• _PASSAGE GIVEN_

For higher education, the legislation would maintain the maximum Pell Grant amount at the current level and eliminate funding for Federal Work Study, Federal Supplemental Opportunity Grants, Teacher Quality Partnerships and others. The bill also would cut funding for Student Aid Administration and for the Office for Civil Rights. Further, Perkins Career and Technical Education programs and Adult Education programs would be flat-funded, while the legislation would eliminate funding for adult and youth worker programs under the Workforce Innovation and Opportunity Act.

The appropriations bill also includes some policy provisions such as prohibiting the use of federal funding to promote or advance critical race theory. It would also prohibit the Education Department from implementing its proposed Title IX rules on sexual violence and athletics.

The House Appropriations Subcommittee on Labor, Health and Human Services, Education, and Related Agencies met July 14 and approved the legislation on a party-line vote, sending it to the full House Appropriations Committee for consideration. The full committee has not yet scheduled the measure.

The Senate has not yet released its funding bill for education, but it is expected to align with the debt ceiling legislation funding agreement of capping funding levels at FY 2023 amounts, which will result in only slight cuts to education funding. The stark differences between the House and Senate bills will lead to a challenging appropriations process for FY 2024.

In other House news, Rep. Jared Huffman (D-California) and Sen. Chris Van Hollen (D-Maryland) have introduced companion bills to establish a glidepath to the 40 percent funding as provided under IDEA. HR 4519 (Huffman) has 83 co-sponsors with 19 members of the California Delegation signing onto the bill. S 2217 (Van Hollen) has 28 co-sponsors, including Sen. Alex Padilla. CSBA has long supported measures to increase special education funding to meet the 40 percent promise under IDEA and are supporting both HR 4519 and S 2217.

• _DATASET RECORDS_
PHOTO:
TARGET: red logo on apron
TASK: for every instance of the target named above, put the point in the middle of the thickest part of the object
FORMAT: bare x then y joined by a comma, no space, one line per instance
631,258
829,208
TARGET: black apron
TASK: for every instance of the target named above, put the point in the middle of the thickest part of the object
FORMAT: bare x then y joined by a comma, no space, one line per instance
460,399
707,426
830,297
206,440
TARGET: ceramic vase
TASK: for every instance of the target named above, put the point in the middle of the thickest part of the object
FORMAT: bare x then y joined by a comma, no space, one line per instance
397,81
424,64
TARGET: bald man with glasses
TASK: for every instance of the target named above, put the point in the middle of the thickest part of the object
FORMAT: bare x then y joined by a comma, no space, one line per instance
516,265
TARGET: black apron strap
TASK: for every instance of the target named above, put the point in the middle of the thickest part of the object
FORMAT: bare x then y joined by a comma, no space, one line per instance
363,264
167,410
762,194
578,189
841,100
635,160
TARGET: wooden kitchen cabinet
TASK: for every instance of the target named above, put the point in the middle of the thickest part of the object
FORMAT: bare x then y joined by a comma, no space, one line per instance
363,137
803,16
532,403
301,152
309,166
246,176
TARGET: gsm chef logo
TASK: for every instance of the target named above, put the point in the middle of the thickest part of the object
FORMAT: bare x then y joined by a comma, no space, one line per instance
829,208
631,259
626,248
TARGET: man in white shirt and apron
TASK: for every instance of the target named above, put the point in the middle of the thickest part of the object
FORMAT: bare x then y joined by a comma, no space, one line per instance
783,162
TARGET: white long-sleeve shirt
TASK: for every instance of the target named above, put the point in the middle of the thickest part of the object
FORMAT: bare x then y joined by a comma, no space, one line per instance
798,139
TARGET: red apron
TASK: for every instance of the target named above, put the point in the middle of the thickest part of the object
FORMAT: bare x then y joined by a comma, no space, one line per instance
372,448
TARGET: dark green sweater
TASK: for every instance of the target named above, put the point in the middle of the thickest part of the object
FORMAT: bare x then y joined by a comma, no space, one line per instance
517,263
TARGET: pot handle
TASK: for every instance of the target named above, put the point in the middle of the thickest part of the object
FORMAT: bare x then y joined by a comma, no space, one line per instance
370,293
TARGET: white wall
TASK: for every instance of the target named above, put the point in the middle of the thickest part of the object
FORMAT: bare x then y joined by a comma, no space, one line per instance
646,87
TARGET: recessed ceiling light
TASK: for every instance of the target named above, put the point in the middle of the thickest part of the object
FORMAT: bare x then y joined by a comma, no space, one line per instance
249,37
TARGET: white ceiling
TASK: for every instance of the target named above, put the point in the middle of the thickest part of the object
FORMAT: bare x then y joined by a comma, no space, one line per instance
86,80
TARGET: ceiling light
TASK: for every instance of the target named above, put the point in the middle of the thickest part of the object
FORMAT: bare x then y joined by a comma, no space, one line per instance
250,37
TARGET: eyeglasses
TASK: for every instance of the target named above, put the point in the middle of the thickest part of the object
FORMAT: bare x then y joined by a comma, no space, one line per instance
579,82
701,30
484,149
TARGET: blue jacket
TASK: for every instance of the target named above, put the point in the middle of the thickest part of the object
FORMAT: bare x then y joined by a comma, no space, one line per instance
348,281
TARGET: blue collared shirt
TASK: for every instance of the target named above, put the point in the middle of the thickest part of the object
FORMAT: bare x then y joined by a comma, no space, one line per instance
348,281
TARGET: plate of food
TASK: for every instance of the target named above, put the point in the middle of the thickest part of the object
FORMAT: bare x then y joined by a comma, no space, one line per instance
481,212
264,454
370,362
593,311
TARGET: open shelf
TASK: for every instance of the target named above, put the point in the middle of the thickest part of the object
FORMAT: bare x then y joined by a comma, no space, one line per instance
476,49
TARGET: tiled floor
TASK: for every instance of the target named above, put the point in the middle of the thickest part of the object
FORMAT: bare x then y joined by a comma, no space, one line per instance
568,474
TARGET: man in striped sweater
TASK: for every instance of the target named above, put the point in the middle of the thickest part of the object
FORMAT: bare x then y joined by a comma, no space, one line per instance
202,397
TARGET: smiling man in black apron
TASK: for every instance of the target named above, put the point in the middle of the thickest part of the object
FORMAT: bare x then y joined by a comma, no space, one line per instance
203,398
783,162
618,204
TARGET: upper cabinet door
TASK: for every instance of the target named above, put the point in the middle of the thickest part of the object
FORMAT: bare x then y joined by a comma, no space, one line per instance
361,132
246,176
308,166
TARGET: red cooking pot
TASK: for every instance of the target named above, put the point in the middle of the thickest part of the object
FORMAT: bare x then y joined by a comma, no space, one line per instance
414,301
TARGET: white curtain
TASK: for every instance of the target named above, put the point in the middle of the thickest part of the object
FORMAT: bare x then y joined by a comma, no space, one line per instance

• _WRITTEN TASK_
Reproduce the passage on federal education funding word for word, starting at "For higher education, the" and ending at "violence and athletics.".

• _REPLY_
For higher education, the legislation would maintain the maximum Pell Grant amount at the current level and eliminate funding for Federal Work Study, Federal Supplemental Opportunity Grants, Teacher Quality Partnerships and others. The bill also would cut funding for Student Aid Administration and for the Office for Civil Rights. Further, Perkins Career and Technical Education programs and Adult Education programs would be flat-funded, while the legislation would eliminate funding for adult and youth worker programs under the Workforce Innovation and Opportunity Act.

The appropriations bill also includes some policy provisions such as prohibiting the use of federal funding to promote or advance critical race theory. It would also prohibit the Education Department from implementing its proposed Title IX rules on sexual violence and athletics.